Material provided -
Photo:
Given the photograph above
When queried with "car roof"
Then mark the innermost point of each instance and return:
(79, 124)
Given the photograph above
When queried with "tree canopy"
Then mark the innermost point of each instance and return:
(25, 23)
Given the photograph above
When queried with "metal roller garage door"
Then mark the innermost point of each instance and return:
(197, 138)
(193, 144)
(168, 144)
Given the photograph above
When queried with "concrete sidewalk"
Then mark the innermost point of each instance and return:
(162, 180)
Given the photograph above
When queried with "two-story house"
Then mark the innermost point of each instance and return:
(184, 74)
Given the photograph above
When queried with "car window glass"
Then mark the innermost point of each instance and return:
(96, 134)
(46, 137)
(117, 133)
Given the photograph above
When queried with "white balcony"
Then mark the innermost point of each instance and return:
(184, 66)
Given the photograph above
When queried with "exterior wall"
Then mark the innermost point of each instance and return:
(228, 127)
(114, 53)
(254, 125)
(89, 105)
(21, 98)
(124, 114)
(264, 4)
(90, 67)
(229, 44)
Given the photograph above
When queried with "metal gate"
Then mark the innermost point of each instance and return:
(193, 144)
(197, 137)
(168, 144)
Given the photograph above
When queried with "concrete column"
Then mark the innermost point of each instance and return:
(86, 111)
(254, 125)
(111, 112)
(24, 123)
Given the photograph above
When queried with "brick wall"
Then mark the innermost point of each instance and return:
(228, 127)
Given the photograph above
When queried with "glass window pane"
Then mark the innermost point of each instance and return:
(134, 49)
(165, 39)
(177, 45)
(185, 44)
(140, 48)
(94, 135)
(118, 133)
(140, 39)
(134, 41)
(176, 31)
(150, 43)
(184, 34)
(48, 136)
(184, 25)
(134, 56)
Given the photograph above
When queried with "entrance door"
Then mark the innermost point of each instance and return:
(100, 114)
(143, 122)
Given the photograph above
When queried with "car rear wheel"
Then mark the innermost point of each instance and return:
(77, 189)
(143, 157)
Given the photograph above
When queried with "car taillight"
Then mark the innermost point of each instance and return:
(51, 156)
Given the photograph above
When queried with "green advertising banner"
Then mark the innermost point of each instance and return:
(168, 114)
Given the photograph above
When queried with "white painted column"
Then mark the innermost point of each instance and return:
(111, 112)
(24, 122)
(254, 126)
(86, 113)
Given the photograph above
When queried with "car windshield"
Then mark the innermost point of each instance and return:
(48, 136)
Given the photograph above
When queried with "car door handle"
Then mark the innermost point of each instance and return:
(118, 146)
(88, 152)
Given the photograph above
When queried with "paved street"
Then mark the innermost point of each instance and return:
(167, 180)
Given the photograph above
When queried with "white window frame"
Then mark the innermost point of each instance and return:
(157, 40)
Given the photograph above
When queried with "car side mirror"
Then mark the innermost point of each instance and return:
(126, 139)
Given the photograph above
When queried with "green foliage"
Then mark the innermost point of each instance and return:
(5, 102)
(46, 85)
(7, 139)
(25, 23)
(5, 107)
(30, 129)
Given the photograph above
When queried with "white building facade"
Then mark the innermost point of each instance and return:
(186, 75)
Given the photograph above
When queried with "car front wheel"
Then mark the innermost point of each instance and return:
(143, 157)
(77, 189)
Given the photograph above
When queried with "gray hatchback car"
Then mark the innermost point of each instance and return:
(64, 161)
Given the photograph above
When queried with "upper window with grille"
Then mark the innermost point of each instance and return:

Your goal - Reproduce every line of the material above exactly.

Expected answer -
Photo:
Given the photograph above
When queried with "car roof"
Then mark the innermost point of each instance and return:
(79, 124)
Given the photograph above
When queried with "tree canopy"
Then mark the innermost point of each instance and return:
(25, 23)
Given the photograph above
When queried with "metal roller garage door"
Then mark the innermost point of each instance and return:
(197, 138)
(193, 144)
(168, 144)
Given the photograph above
When queried with "concrete sidewalk"
Then mark the innermost point of each instance and return:
(162, 180)
Given the photograph above
When queried with "two-story house"
Then mark the innermost point of each instance and return:
(184, 74)
Given the photograph above
When queried with "car window glass"
Then mark the innermost point of each instance and return:
(96, 134)
(46, 137)
(117, 133)
Given the photograph above
When queried with "white balcony"
Then mark the innermost point of each instance and return:
(184, 66)
Given the photograph above
When queried with "exterior wall"
Then mark the innermost point of each instance and return:
(228, 127)
(114, 53)
(254, 125)
(89, 105)
(21, 98)
(124, 114)
(264, 4)
(90, 67)
(229, 44)
Given the photograph above
When queried with "metal gate"
Then mark the innermost point of each instance and return:
(193, 144)
(197, 137)
(168, 144)
Given the photograph above
When queried with "concrete column"
Then mark the innermost point of each instance and return:
(86, 111)
(254, 125)
(111, 112)
(24, 123)
Given the photograph above
When queried with "brick wall"
Then mark the innermost point of each instance and return:
(228, 127)
Given the photograph above
When queried with "glass window pane"
Then mark the innermost point of each instance and return:
(134, 49)
(165, 39)
(177, 45)
(185, 44)
(140, 48)
(94, 135)
(118, 133)
(140, 39)
(134, 41)
(176, 31)
(150, 43)
(184, 34)
(48, 136)
(184, 25)
(134, 56)
Given the photograph above
When queried with "entrance door"
Then mark the innermost point of each instance and return:
(100, 114)
(143, 122)
Given the photograph above
When queried with "car rear wheel"
Then mark the innermost point of each instance and return:
(77, 189)
(143, 157)
Given the photograph above
When queried with "car taillight"
Then mark the innermost point of each instance and return:
(51, 156)
Given the photograph above
When queried with "green advertising banner"
Then mark the innermost point of each instance and return:
(168, 114)
Given the photograph above
When queried with "white painted column"
Then mark the innermost point of each instance and return:
(111, 112)
(24, 122)
(254, 126)
(86, 113)
Given the photograph above
When queried with "car windshield"
Then mark the innermost point of each instance and return:
(48, 136)
Given the photograph above
When queried with "car door handle"
Then mark the innermost point of each instance and return:
(118, 146)
(88, 152)
Given the photograph above
When queried with "paved street"
Then mark the innermost point of each instance and return:
(167, 180)
Given the photograph above
When queried with "white window frame"
Then mark the innermost point of each instance and return:
(157, 40)
Given the photograph above
When queried with "car side mirror"
Then mark the innermost point of each instance and return:
(126, 139)
Given the photograph above
When queried with "green foliage"
Then mark the innermost point of each instance and return:
(5, 102)
(46, 85)
(7, 139)
(25, 23)
(5, 107)
(30, 129)
Given the photograph above
When queried with "white building facade"
Then mark the innermost point of each instance and return:
(186, 75)
Given the photograph above
When queried with "car front wheel"
Then mark the innermost point of each instance and return:
(143, 157)
(77, 189)
Given the photograph above
When queried with "gray hatchback car"
Then mark the innermost point of each instance and return:
(64, 161)
Given the photograph above
When queried with "upper window with grille"
Then mark the innermost point of each instance and return:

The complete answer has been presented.